→ **Work to do**:
1. Answer these questions about the article on the 303 Creative case:
(a) In what publication did Kristen Waggoner and Erin Hawley explain what happened?
(b) To what year does the origin of the case date?
(c) What does the accusation say 303 Creative and ADF invented?
2. Could you carry the article on the 303 Creative case forward from its last sentence?
### Text to read ###
Correcting the Record on 303 Creative
Recently, in the wake of the Supreme Court’s important decision in 303 Creative v. Elenis, a lie has been propagated about the case, a lie that purportedly implicates plaintiff Lorie Smith and the Alliance Defending Freedom. Thanks to the willingness of media outlets, public officials, and pundits to repeat these accusations and misrepresent what they mean, this lie has the potential to poison the cultural memory about this critically important case. The accusation is that 303 Creative, the graphic design company at the center of the lawsuit, and ADF invented a fake customer request for a same-sex wedding website and that, because of this deceit, the Court should have never heard the case in the first place.
It’s important to correct the record. Many Christians joined with other champions of free speech to celebrate the Supreme Court’s decision in the 303 case. However, Christians do not believe that the “ends justify the means.” A win derived out of false witness and deception cannot be celebrated. That’s the kind of win that headline after headline has proclaimed. However, that’s not what happened here, as Kristen Waggoner, president and general counsel of ADF, and Erin Hawley, senior counsel of ADF, explained this week in The Wall Street Journal.
The origin of the 303 Creative case dates to 2016, when Lorie Smith, who founded the creative design company four years earlier, wanted to include a disclaimer on her website. Hoping to add custom website design for weddings to her menu of services, she wanted to clarify that, as a Christian believer, she could not create custom wedding websites for “same-sex weddings.” Given the hostility the state of Colorado had leveled at cake baker Jack Phillips, Lorie knew that she’d likely be considered in violation of the state’s broad anti-discrimination law.
### Data segment ###
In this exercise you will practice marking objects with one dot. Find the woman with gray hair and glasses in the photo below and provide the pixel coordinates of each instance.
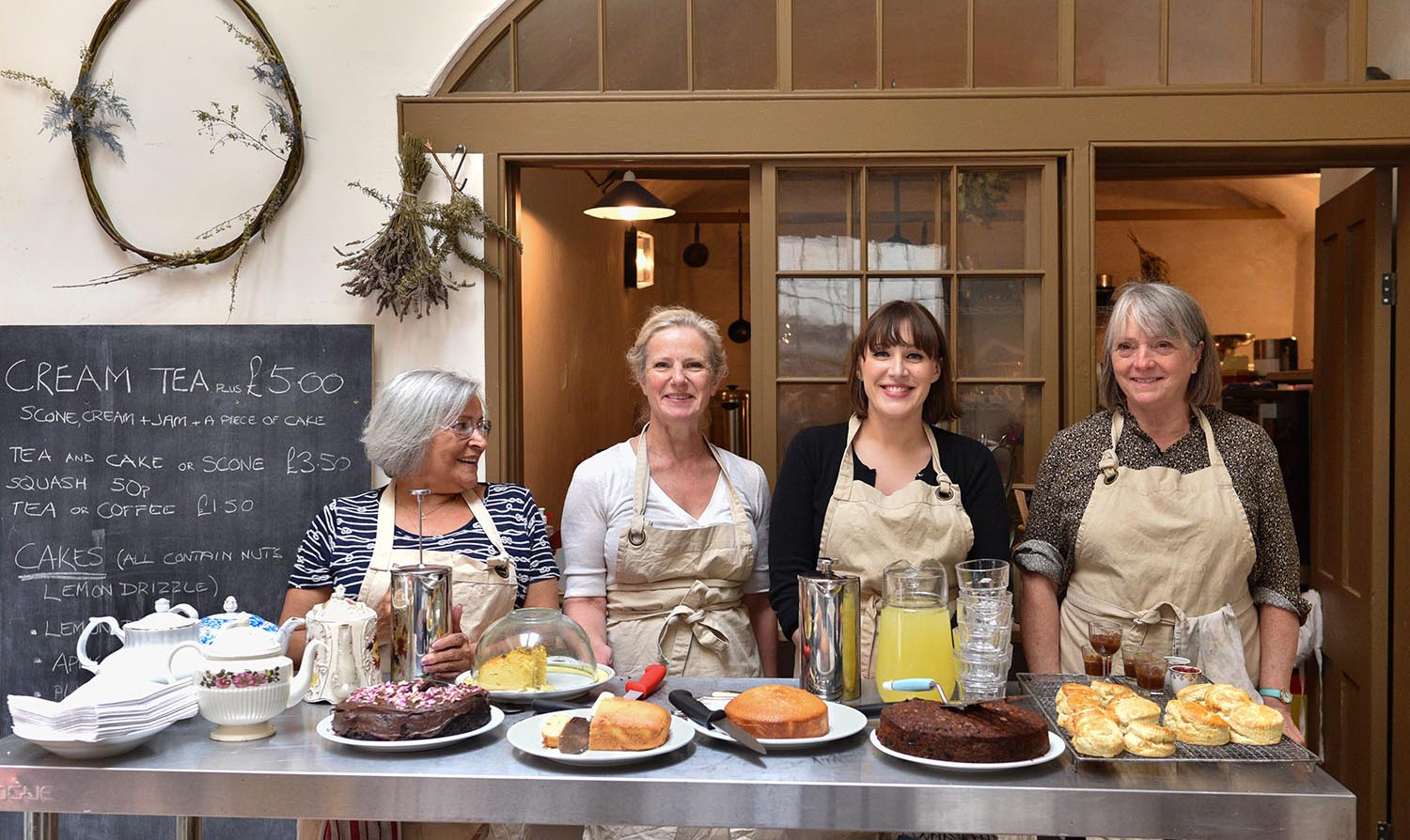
(428, 430)
(1165, 515)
###
→ **Exercise results**:
1.
(a) The Wall Street Journal
(b) 2016
(c) A fake customer request for a same-sex wedding website

2.
With the help of the Alliance Defending Freedom, Lorie and 303 Creative filed a pre-enforcement challenge, a common legal procedure that allows people to challenge a law before they are penalized under it. This procedure recognizes what should be obvious, that free citizens should not have to first be punished under an unconstitutional law before they are able to challenge its constitutionality.
The day after ADF first filed Lorie’s case, Lorie received a request to create a custom wedding website for someone named Stewart, who said he was marrying someone named Mike. ADF included this request as an addendum to 303 Creative’s lawsuit, not as the basis for it, in order to demonstrate that Lorie was under real pressure to violate her beliefs.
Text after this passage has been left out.